**What the task requires**
Return every line from the records below that holds the word "beetle". Case counts.

(Some records)

[Start]

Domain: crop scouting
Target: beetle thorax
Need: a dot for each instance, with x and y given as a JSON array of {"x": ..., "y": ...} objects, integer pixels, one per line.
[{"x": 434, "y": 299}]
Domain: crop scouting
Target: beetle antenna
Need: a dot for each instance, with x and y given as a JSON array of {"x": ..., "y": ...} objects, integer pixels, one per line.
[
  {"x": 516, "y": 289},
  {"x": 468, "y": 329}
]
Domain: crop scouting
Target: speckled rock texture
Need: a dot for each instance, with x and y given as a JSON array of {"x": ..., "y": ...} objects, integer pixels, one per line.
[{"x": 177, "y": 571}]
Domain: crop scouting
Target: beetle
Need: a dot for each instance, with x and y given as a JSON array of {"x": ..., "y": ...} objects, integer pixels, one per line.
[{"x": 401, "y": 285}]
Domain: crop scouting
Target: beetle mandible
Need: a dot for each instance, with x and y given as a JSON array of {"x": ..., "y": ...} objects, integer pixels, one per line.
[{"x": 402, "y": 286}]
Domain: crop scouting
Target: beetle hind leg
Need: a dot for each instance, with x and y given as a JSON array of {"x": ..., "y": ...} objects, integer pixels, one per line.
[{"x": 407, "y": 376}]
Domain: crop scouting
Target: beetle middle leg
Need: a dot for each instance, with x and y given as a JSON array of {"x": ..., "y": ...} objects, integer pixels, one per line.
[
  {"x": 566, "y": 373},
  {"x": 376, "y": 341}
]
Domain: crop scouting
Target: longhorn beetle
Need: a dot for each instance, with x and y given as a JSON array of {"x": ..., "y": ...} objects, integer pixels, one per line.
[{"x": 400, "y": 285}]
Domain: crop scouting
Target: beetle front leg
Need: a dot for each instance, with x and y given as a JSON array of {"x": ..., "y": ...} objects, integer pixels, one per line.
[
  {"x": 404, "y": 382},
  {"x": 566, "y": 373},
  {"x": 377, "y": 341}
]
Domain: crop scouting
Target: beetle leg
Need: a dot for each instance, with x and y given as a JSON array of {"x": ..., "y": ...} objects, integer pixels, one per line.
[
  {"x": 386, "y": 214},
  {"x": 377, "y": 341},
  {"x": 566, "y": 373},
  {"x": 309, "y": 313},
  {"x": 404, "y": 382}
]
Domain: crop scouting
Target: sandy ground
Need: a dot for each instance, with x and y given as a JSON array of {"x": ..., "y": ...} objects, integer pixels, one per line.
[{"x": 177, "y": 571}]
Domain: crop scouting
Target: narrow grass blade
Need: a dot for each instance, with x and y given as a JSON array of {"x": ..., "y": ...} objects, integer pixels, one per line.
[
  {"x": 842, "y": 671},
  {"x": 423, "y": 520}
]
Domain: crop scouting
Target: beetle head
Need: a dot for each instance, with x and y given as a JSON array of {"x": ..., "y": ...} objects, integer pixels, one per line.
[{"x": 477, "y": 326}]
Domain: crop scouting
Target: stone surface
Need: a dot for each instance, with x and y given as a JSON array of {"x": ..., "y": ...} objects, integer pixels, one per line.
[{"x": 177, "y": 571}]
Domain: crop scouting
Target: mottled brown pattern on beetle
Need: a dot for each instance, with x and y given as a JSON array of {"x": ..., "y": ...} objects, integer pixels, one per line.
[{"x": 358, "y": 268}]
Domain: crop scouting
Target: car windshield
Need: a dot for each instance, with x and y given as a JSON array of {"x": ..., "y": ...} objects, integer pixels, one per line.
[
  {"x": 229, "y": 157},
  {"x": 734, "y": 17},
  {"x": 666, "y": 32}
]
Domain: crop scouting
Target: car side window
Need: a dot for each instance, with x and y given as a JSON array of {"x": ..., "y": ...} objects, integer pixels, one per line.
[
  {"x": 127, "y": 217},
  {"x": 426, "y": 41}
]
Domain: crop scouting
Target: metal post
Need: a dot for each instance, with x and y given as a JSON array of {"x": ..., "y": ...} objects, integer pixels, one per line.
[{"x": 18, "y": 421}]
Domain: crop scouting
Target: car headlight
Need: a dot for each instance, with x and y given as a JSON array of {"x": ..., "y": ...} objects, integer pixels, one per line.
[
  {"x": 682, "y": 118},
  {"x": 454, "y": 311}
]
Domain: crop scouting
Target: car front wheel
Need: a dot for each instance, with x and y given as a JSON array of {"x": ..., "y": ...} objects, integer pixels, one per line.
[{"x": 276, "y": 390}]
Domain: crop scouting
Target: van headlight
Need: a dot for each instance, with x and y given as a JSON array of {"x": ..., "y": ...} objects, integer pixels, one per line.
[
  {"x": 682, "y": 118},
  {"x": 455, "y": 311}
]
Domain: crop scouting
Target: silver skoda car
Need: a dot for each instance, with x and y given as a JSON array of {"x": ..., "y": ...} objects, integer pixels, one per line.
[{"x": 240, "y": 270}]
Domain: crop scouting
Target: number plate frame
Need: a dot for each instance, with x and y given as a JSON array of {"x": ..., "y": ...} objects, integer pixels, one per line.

[End]

**Task output**
Target: beetle thorax
Target: beetle antenna
Target: beetle
Target: beetle mandible
Target: beetle hind leg
Target: beetle middle leg
Target: longhorn beetle
Target: beetle front leg
Target: beetle leg
Target: beetle head
Target: mottled brown pattern on beetle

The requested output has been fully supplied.